任务说明 =>
**A)** 请把原文节选里从“doi:10.16183/j.cnki.jsjtu.2020.05.008”到“方向为深度学习和机器人抓取.”的这一段一字不差地抄下来。
**B)** 对照原文节选，判断下面三句话是否与原文相符，每句回答“是”或“否”，并引用原文中能说明问题的字句：(i) 通讯作者胡洁是教授，也是博士生导师。(ii) 这篇文章登在2020年第6期上。(iii) 刘文海的研究方向是深度学习和机器人抓取。

原文节选 =>
基于完备抓取构型和多阶段网络的软体手抓取

doi:10.16183/j.cnki.jsjtu.2020.05.008

上海交通大学学报 ›› 2020, Vol. 54 ›› Issue (5): 507-514.doi: 10.16183/j.cnki.jsjtu.2020.05.008

基于完备抓取构型和多阶段网络的软体手抓取

刘文海，胡洁，王伟明

上海交通大学机械与动力工程学院, 上海 200240

发布日期:2020-06-02
通讯作者: 胡洁，男，教授，博士生导师，电话(Tel.): 021-34206552; E-mail：hujie@sjtu.edu.cn.
作者简介:刘文海（1991-），男，河南省辉县市人，博士生，研究方向为深度学习和机器人抓取.

(形状标注条目)
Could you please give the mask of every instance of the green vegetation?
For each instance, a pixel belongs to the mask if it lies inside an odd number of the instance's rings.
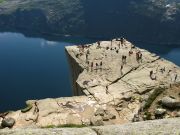
[[[64,125],[48,125],[42,128],[83,128],[83,127],[87,127],[86,125],[76,125],[76,124],[64,124]]]
[[[147,110],[153,101],[164,91],[164,88],[157,88],[153,91],[153,93],[149,96],[146,104],[144,105],[144,109]]]
[[[22,109],[21,112],[26,113],[26,112],[30,111],[32,107],[33,107],[32,104],[27,104],[27,107]]]
[[[0,0],[0,3],[4,2],[5,0]]]

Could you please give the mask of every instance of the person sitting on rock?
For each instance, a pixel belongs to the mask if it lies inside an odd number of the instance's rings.
[[[123,37],[121,37],[120,41],[121,41],[121,45],[123,45],[125,42],[125,39]]]
[[[101,42],[98,41],[97,44],[98,44],[97,49],[101,48]]]
[[[99,65],[98,65],[98,63],[96,63],[96,70],[98,70],[98,67],[99,67]]]
[[[101,71],[102,71],[102,61],[100,62],[100,68],[101,68]]]
[[[120,68],[120,72],[121,72],[121,75],[123,75],[123,65],[121,65],[121,68]]]
[[[154,75],[153,71],[150,71],[150,78],[151,80],[156,80],[156,76]]]
[[[123,56],[122,56],[122,63],[123,63],[123,64],[126,64],[126,59],[127,59],[127,56],[124,56],[124,55],[123,55]]]
[[[133,54],[133,51],[132,50],[130,50],[129,51],[129,56],[131,56]]]
[[[93,71],[93,62],[91,62],[91,72]]]
[[[176,74],[176,75],[175,75],[175,78],[174,78],[174,82],[176,82],[176,80],[177,80],[177,77],[178,77],[178,75]]]

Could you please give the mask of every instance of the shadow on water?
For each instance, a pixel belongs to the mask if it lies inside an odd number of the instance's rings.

练习答案 =>
**A)**
doi:10.16183/j.cnki.jsjtu.2020.05.008

上海交通大学学报 ›› 2020, Vol. 54 ›› Issue (5): 507-514.doi: 10.16183/j.cnki.jsjtu.2020.05.008

基于完备抓取构型和多阶段网络的软体手抓取

刘文海，胡洁，王伟明

上海交通大学机械与动力工程学院, 上海 200240

发布日期:2020-06-02
通讯作者: 胡洁，男，教授，博士生导师，电话(Tel.): 021-34206552; E-mail：hujie@sjtu.edu.cn.
作者简介:刘文海（1991-），男，河南省辉县市人，博士生，研究方向为深度学习和机器人抓取.

**B)**
(i) 是。原文写道：“通讯作者: 胡洁，男，教授，博士生导师”。
(ii) 否。原文写的是：“2020, Vol. 54 ›› Issue (5)”。
(iii) 是。原文写道：“研究方向为深度学习和机器人抓取”。